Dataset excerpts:

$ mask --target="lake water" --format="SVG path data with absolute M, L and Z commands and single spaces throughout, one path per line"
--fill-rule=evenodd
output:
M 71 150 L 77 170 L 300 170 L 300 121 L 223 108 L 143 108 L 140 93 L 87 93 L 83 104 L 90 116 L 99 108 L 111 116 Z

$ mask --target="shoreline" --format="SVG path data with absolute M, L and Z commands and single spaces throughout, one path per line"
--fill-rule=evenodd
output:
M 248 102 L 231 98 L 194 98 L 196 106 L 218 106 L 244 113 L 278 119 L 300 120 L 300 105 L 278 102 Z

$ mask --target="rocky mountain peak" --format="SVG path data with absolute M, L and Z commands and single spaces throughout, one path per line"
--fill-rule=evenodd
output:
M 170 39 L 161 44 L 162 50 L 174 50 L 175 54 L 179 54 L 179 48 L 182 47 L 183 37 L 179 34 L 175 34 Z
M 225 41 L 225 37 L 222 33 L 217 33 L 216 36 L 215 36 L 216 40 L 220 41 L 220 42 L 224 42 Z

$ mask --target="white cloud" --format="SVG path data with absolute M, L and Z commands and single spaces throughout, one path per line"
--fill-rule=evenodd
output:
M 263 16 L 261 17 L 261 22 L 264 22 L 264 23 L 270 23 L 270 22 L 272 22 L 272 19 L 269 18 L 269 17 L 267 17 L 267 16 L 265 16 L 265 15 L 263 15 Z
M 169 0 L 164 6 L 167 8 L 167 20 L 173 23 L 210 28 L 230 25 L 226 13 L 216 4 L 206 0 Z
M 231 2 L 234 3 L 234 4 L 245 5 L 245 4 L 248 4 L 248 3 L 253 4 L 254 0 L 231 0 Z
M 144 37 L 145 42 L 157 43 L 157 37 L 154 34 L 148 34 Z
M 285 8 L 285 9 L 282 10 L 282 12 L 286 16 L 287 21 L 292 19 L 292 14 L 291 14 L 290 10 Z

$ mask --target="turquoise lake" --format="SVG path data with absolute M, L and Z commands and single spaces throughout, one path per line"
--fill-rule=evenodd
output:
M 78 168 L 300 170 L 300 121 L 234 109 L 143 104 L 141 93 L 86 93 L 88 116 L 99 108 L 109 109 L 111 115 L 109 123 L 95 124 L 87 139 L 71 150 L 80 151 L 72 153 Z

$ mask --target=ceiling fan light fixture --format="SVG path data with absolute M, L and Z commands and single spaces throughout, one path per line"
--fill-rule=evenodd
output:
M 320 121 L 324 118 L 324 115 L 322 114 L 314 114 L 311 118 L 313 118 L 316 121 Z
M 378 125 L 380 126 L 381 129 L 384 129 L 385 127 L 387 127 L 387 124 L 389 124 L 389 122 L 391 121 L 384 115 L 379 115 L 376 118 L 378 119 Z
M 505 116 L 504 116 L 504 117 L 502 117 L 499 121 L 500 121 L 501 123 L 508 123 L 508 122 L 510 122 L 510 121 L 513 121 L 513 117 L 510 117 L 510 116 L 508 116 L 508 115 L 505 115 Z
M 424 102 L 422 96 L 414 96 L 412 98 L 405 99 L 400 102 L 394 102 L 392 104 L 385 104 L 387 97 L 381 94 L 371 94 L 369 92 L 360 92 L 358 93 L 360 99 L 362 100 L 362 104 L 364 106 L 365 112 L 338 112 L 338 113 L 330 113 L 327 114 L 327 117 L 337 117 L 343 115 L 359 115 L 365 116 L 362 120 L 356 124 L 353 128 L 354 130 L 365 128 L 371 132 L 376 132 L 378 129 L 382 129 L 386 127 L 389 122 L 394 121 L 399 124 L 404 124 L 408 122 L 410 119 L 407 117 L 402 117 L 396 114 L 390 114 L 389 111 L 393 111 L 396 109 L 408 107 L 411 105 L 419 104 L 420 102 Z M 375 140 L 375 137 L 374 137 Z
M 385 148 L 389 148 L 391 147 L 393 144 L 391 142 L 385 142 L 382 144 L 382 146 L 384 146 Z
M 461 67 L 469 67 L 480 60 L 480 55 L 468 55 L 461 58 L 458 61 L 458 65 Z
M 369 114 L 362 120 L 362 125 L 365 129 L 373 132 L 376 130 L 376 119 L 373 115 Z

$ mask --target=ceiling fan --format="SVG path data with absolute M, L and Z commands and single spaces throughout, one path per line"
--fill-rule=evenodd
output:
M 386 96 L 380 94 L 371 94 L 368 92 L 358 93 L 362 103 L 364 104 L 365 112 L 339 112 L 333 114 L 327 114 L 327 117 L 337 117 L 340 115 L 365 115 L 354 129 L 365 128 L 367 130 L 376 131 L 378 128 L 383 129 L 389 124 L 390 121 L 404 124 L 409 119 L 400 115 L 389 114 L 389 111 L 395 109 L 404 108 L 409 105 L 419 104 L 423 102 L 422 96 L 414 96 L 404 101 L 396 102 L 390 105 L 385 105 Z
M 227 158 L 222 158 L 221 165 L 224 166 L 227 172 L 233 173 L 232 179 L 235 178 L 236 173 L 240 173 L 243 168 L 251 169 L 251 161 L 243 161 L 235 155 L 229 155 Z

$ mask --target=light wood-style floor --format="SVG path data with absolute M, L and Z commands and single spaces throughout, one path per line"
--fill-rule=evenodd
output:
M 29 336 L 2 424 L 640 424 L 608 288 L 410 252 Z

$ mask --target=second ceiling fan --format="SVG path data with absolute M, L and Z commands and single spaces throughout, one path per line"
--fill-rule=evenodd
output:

Exercise details: Filter the entries above down to the lines that contain "lake".

Reply:
$ mask --target="lake water" --format="SVG path data with absolute M, L and Z commands and single spaces throughout, one path per line"
$ mask --target="turquoise lake" --format="SVG path data with absolute M, L and Z commands and single spaces throughout, one path per line"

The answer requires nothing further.